(Saved entries)
--

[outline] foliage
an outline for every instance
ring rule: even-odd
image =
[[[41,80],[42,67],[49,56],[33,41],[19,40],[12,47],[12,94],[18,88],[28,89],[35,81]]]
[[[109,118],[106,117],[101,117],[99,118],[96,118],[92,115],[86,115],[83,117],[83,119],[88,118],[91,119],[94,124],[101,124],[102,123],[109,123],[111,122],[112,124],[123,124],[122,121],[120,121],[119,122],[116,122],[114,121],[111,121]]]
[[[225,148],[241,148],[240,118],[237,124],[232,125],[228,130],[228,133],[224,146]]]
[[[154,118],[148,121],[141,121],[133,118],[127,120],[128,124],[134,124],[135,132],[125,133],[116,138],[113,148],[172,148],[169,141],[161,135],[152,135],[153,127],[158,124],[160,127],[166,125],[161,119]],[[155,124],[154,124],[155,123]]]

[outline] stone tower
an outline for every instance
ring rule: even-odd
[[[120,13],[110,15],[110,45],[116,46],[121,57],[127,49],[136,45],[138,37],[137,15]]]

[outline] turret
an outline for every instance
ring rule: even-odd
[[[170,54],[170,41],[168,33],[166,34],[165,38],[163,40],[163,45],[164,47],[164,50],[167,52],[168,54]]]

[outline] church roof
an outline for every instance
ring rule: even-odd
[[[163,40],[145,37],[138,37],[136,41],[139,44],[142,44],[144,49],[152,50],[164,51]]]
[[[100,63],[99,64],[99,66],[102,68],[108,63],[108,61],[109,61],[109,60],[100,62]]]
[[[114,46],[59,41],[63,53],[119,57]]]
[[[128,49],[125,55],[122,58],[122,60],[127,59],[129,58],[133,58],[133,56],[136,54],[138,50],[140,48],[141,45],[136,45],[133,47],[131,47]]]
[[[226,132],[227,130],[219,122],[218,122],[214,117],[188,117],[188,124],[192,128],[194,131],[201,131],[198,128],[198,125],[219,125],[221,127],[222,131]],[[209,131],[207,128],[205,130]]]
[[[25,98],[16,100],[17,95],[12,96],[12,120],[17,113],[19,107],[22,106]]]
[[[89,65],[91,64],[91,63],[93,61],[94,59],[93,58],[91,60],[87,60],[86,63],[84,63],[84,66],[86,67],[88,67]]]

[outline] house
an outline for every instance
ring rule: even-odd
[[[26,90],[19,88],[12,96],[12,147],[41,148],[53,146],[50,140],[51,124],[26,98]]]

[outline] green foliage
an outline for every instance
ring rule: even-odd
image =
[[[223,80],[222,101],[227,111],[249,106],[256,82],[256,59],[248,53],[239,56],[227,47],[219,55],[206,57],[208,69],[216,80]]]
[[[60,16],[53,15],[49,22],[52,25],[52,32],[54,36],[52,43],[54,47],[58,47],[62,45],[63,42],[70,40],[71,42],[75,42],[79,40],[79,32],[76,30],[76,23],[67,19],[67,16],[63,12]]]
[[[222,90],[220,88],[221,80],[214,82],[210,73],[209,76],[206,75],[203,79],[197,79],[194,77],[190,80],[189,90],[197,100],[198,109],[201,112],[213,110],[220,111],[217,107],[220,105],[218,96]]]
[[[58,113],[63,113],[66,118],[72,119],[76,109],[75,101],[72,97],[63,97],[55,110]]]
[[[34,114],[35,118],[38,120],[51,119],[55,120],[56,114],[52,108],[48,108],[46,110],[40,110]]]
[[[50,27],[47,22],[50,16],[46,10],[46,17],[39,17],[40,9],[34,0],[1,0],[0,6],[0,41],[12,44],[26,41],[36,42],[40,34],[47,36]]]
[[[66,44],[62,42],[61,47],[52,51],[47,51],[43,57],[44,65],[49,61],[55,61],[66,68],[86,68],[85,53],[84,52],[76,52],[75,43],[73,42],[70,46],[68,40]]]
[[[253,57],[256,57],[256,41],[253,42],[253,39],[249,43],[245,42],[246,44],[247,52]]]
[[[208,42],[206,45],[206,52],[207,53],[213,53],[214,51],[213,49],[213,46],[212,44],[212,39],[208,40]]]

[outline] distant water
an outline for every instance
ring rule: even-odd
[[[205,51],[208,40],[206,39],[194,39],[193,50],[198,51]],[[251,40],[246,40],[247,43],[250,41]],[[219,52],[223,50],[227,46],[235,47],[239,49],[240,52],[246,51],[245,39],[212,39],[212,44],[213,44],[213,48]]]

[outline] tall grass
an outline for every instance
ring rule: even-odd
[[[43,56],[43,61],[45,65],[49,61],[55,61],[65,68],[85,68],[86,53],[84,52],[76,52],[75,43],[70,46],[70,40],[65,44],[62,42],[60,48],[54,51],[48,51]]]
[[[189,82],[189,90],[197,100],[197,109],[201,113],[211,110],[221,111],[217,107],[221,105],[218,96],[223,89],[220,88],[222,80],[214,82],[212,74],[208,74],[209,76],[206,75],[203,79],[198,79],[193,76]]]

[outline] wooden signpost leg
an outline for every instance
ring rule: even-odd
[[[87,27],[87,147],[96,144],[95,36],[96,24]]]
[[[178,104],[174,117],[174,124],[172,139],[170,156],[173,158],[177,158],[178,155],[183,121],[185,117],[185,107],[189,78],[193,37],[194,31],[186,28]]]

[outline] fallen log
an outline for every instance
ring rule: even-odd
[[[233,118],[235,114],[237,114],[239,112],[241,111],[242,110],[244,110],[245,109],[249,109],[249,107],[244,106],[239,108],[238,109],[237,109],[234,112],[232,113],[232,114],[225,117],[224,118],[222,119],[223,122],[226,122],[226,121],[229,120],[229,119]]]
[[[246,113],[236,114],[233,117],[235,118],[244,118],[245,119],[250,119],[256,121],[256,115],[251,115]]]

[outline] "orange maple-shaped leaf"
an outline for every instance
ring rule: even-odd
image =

--

**Exercise details:**
Print out every record again, exactly and in full.

**Full response:**
[outline] foliage
an outline for every instance
ring rule: even-odd
image =
[[[41,80],[42,67],[49,56],[33,41],[19,40],[12,47],[12,94],[18,88],[28,89],[35,81]]]
[[[109,118],[106,117],[101,117],[99,118],[96,118],[92,115],[86,115],[83,117],[83,119],[88,118],[91,119],[94,124],[101,124],[102,123],[109,123],[111,122],[112,124],[123,124],[122,121],[120,121],[119,122],[116,122],[114,121],[111,121]]]
[[[225,148],[241,148],[240,118],[237,124],[232,125],[228,130],[228,133],[224,146]]]
[[[154,118],[148,121],[141,121],[133,118],[127,120],[128,124],[134,124],[135,132],[125,133],[116,138],[113,148],[172,148],[169,141],[161,135],[152,135],[153,127],[158,124],[160,127],[166,125],[161,119]],[[155,124],[154,124],[155,123]]]

[outline] stone tower
an outline for every instance
ring rule: even-odd
[[[120,13],[110,15],[110,45],[116,46],[121,57],[127,49],[136,45],[138,37],[137,15]]]

[outline] turret
an outline for every instance
ring rule: even-odd
[[[170,54],[170,41],[168,33],[166,34],[165,38],[163,40],[163,45],[164,47],[164,50],[167,52],[168,54]]]

[outline] church roof
an outline for every instance
ring rule: even-odd
[[[163,40],[145,37],[138,37],[136,41],[139,44],[142,44],[144,49],[152,50],[164,51]]]
[[[100,63],[99,64],[99,66],[102,68],[108,63],[108,61],[109,61],[109,60],[100,62]]]
[[[114,46],[59,41],[63,53],[119,57]]]
[[[128,49],[125,55],[122,58],[122,60],[127,59],[129,58],[133,58],[133,56],[136,54],[138,50],[140,48],[141,45],[136,45],[133,47],[131,47]]]
[[[226,132],[227,130],[219,122],[218,122],[214,117],[188,117],[188,124],[192,128],[194,131],[201,131],[198,128],[198,125],[219,125],[221,127],[222,131]],[[209,131],[207,128],[205,130]]]
[[[25,98],[16,100],[17,95],[12,96],[12,120],[17,113],[19,107],[22,106]]]
[[[89,65],[91,64],[91,63],[93,61],[94,59],[93,58],[91,60],[87,60],[86,63],[84,63],[84,66],[86,67],[88,67]]]

[outline] house
an outline for every instance
ring rule: even-odd
[[[26,90],[19,88],[12,96],[12,147],[41,148],[53,146],[50,140],[51,124],[26,98]]]

[outline] green foliage
an outline for every instance
ring rule: even-odd
image =
[[[223,80],[222,101],[227,111],[249,106],[256,82],[256,59],[248,53],[239,56],[227,47],[219,55],[206,57],[208,69],[216,80]]]
[[[60,16],[53,15],[49,22],[52,25],[52,32],[54,36],[52,43],[54,47],[58,47],[62,45],[63,42],[70,40],[71,42],[75,42],[79,40],[79,32],[76,30],[76,23],[67,19],[67,16],[63,12]]]
[[[222,90],[220,88],[221,80],[214,82],[210,73],[209,76],[206,75],[203,79],[197,79],[194,77],[190,80],[189,90],[197,100],[198,109],[201,112],[213,110],[220,111],[217,107],[220,105],[218,96]]]
[[[58,113],[63,113],[66,118],[72,119],[76,109],[75,101],[72,97],[63,97],[55,110]]]
[[[34,114],[35,118],[38,120],[51,119],[55,120],[56,114],[52,108],[48,108],[46,110],[40,110]]]
[[[50,27],[47,22],[50,16],[46,10],[46,17],[39,17],[40,9],[34,0],[1,0],[0,6],[0,41],[12,44],[26,41],[36,42],[40,34],[47,36]]]
[[[66,44],[62,42],[61,47],[52,51],[47,51],[43,57],[44,65],[49,61],[55,61],[66,68],[86,68],[85,53],[84,52],[76,52],[75,43],[73,42],[70,46],[68,40]]]
[[[253,57],[256,57],[256,41],[253,42],[253,39],[249,43],[245,42],[246,44],[247,52]]]
[[[208,42],[206,45],[206,52],[207,53],[213,53],[214,51],[213,49],[213,46],[212,44],[212,39],[208,40]]]

[outline] distant water
an outline for every instance
ring rule: even-odd
[[[205,51],[208,40],[206,39],[194,39],[193,50],[198,51]],[[251,40],[246,40],[247,43],[250,41]],[[219,52],[223,50],[227,46],[235,47],[239,49],[240,52],[246,51],[245,39],[212,39],[212,44],[213,44],[213,48]]]

[outline] tall grass
an outline for every instance
ring rule: even-odd
[[[43,56],[43,61],[45,65],[49,61],[55,61],[65,68],[85,68],[86,53],[84,52],[76,52],[75,43],[70,46],[70,40],[65,44],[62,42],[60,48],[54,51],[48,51]]]
[[[189,82],[189,90],[197,100],[197,109],[201,113],[211,110],[221,111],[217,107],[221,105],[218,96],[223,89],[220,88],[222,80],[214,82],[212,74],[208,74],[209,76],[206,75],[203,79],[198,79],[193,76]]]

[outline] wooden signpost leg
an outline for every instance
ring rule: even-odd
[[[87,27],[87,147],[96,144],[95,36],[96,24]]]
[[[178,104],[174,117],[174,124],[172,139],[170,156],[173,158],[177,158],[178,155],[183,121],[185,117],[185,107],[189,78],[193,37],[194,31],[186,28]]]

[outline] fallen log
an outline for every instance
ring rule: even-odd
[[[233,118],[235,114],[237,114],[239,112],[241,111],[242,110],[244,110],[245,109],[249,109],[249,107],[244,106],[239,108],[238,109],[237,109],[234,112],[232,113],[232,114],[225,117],[224,118],[222,119],[223,122],[226,122],[226,121],[229,120],[229,119]]]
[[[246,113],[236,114],[233,117],[235,118],[244,118],[245,119],[250,119],[256,121],[256,115],[251,115]]]

[outline] "orange maple-shaped leaf"
an outline for every instance
ring rule: even-odd
image =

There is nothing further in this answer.